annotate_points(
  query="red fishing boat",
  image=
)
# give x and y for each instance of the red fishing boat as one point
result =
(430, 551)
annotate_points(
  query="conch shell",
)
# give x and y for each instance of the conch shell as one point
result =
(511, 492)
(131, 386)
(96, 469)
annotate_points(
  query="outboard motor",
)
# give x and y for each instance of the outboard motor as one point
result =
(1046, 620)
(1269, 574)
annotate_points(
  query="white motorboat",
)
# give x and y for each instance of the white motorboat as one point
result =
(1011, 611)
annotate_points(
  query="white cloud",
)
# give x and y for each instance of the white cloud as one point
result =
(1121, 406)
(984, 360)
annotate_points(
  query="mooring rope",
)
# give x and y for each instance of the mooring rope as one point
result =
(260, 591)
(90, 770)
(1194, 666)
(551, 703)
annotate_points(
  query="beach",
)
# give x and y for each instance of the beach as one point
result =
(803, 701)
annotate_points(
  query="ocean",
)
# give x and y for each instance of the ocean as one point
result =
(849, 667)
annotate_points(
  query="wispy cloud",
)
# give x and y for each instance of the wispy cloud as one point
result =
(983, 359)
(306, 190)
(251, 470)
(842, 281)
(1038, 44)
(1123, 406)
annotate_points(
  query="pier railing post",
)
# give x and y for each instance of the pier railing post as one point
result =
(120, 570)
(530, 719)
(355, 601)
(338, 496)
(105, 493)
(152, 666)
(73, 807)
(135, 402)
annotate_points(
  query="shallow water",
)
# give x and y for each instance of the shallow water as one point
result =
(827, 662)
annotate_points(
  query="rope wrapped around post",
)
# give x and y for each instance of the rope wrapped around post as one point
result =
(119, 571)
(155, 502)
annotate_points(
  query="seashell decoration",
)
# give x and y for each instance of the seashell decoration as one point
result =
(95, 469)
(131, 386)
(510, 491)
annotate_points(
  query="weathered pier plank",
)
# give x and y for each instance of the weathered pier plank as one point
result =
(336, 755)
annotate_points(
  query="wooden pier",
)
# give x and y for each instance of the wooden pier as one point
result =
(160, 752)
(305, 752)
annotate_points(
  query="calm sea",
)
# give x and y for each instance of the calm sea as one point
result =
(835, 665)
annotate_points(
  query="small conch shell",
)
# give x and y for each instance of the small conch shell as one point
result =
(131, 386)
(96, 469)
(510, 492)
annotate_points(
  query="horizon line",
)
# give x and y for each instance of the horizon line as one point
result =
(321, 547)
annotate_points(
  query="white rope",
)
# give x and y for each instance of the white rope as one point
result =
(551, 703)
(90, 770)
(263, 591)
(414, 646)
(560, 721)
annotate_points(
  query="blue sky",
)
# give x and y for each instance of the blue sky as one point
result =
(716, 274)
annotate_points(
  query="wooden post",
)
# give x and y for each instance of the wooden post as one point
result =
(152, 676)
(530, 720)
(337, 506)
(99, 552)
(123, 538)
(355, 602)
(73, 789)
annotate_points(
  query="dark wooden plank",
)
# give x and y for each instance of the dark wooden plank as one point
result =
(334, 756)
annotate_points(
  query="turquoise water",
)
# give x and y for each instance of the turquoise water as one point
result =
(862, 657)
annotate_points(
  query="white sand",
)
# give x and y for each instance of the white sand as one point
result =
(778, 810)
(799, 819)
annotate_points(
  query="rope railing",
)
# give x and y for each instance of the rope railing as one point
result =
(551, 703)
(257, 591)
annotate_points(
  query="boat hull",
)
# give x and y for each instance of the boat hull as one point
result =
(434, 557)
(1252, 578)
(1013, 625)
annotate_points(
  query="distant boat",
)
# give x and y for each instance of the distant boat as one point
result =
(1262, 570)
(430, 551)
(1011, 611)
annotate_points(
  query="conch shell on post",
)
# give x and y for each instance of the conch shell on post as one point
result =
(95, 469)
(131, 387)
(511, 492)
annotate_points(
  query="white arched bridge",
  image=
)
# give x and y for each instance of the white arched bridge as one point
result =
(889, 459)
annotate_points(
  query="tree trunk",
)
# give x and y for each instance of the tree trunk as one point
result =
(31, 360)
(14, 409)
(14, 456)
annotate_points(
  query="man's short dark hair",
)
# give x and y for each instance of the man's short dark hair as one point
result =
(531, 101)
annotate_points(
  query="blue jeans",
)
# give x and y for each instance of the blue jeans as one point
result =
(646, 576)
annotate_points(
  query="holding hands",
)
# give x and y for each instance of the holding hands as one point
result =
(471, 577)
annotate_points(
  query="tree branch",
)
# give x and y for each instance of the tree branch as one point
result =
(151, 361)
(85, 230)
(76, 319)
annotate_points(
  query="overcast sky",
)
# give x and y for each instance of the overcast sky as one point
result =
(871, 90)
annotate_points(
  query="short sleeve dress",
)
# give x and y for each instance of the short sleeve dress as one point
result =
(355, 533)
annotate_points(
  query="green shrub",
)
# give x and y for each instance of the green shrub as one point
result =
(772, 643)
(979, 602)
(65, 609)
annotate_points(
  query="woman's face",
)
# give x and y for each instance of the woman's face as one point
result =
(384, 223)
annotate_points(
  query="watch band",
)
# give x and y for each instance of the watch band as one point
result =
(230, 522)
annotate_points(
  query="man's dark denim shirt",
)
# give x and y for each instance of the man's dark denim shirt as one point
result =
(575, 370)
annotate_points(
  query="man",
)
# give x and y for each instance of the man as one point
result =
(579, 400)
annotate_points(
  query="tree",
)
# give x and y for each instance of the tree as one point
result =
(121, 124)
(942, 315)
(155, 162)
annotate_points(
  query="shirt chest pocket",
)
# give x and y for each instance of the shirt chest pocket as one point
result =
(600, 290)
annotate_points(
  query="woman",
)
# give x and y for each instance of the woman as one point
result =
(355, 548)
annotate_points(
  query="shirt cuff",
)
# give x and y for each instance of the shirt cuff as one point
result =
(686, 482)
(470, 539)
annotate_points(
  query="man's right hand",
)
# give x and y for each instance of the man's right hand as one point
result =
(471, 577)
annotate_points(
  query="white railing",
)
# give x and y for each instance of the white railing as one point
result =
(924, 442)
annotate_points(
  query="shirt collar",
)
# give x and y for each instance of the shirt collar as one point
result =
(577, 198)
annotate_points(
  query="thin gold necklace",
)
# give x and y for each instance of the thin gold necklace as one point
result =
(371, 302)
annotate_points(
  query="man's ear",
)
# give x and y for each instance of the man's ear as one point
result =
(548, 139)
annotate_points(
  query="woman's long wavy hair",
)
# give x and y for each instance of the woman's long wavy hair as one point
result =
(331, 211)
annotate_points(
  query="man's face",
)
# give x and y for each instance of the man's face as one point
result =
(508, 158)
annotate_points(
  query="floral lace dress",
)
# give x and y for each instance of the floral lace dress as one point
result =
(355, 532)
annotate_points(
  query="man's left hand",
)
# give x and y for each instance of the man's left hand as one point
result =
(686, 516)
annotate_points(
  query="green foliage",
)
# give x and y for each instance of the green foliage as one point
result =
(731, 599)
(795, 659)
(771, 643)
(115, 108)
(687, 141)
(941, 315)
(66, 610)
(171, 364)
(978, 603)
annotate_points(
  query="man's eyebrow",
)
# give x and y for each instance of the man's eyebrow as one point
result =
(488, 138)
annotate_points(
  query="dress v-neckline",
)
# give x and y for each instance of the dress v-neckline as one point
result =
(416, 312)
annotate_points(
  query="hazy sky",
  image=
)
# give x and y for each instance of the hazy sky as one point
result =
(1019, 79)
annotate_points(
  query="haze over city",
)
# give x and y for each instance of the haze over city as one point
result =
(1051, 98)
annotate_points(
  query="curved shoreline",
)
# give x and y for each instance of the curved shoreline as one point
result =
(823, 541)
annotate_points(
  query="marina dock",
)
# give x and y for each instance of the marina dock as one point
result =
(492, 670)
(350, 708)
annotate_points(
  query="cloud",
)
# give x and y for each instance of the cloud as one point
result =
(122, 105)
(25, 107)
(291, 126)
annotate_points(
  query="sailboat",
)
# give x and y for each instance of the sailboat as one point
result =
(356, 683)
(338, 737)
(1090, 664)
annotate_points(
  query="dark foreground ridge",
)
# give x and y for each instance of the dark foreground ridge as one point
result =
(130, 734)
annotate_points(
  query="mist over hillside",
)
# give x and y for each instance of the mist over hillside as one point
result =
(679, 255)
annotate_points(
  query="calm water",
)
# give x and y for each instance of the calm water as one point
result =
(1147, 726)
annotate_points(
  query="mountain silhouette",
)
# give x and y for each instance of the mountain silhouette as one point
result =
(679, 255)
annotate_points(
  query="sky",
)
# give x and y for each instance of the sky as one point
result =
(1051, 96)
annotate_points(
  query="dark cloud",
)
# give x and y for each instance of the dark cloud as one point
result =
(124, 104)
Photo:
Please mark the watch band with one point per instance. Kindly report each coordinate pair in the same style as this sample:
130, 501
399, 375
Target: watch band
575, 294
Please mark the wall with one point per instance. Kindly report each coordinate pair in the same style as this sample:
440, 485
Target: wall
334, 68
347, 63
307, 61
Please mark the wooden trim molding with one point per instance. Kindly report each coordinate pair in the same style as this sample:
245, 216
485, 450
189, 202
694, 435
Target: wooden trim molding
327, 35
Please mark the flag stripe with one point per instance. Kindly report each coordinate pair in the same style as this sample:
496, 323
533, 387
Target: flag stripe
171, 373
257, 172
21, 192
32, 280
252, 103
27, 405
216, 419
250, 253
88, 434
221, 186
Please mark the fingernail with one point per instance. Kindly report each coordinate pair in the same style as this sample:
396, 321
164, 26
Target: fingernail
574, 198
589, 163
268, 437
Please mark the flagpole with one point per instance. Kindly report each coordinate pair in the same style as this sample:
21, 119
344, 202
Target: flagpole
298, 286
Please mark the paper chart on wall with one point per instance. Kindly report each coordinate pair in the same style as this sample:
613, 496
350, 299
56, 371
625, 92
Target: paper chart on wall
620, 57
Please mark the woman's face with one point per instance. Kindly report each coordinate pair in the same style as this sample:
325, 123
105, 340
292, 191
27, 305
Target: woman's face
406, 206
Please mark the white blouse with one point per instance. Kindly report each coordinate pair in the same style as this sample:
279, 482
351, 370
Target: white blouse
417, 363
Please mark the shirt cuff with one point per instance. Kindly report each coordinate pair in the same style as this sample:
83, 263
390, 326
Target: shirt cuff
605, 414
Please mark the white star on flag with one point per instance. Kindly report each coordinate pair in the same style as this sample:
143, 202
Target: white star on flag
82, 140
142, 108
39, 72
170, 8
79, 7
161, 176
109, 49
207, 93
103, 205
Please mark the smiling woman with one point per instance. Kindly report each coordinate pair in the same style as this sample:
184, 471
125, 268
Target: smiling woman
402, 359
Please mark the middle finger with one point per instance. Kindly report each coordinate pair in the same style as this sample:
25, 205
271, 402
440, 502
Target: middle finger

★ ★ ★

REQUIREMENT -> Repeat exactly, and only, the lines of the records above, starting with the line that contains "Please mark the paper" and ending with the final line, both included.

FINAL ANSWER ->
Please mark the paper chart on wall with one point per instance. Kindly report each coordinate pair in the same style as this sample:
613, 496
350, 299
56, 371
625, 92
Target: paper chart on wall
620, 57
Please mark the woman's face with one point per instance. Kindly report each coordinate pair in the same style as this sample:
325, 123
105, 340
292, 191
27, 305
Target: woman's face
406, 206
Please mark the white blouse with one point per instance. Kindly report each coordinate pair in the same style as this sample:
279, 482
351, 370
Target: white blouse
417, 363
Please mark the shirt cuff with one point per instance. Kindly report each coordinate pair in the same style as this sample:
83, 263
390, 326
Target: shirt cuff
605, 414
Please mark the white star on flag with one point per instance. Kindly report each coordinate pair in the same style as this sample:
143, 202
Target: white star on flag
82, 140
142, 108
39, 72
170, 8
79, 7
161, 176
109, 49
207, 93
103, 205
Please mark the smiling woman with one point per instance. Kindly report each coordinate pair in the same style as this sample:
184, 471
125, 268
Target: smiling woman
402, 359
Please mark the middle finger with one point per instance. Kindly report each coordinate pair in the same style as this sample:
25, 205
271, 402
440, 502
Target: middle finger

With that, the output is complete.